(Recorded data)
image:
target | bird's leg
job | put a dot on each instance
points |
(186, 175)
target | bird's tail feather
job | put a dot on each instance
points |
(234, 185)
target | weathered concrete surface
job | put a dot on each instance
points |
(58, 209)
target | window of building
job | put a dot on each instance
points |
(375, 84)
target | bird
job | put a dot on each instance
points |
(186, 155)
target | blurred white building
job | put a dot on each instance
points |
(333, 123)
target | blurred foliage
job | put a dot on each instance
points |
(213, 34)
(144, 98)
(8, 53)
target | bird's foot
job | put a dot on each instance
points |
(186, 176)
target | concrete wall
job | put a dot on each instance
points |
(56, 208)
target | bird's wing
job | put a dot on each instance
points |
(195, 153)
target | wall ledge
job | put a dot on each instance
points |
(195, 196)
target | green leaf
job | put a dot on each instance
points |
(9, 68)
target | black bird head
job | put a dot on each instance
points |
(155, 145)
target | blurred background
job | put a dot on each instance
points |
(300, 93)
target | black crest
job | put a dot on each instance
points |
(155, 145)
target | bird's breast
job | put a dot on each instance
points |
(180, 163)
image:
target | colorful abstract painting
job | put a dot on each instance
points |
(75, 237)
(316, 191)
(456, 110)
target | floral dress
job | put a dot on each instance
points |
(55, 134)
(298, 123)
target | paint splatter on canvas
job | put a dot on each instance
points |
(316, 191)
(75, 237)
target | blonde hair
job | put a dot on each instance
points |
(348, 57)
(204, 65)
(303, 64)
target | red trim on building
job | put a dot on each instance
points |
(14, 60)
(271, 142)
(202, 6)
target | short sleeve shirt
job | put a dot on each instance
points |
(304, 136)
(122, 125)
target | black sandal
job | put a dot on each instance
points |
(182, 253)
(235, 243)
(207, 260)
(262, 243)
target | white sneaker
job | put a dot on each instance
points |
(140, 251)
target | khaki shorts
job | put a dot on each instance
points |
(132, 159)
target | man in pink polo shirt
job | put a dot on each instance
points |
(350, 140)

## Task prompt
Copy without any change every line from the one containing "target | man in pink polo shirt" through the last line of the rows.

## Reply
target | man in pink polo shirt
job | put a dot on each instance
points |
(350, 140)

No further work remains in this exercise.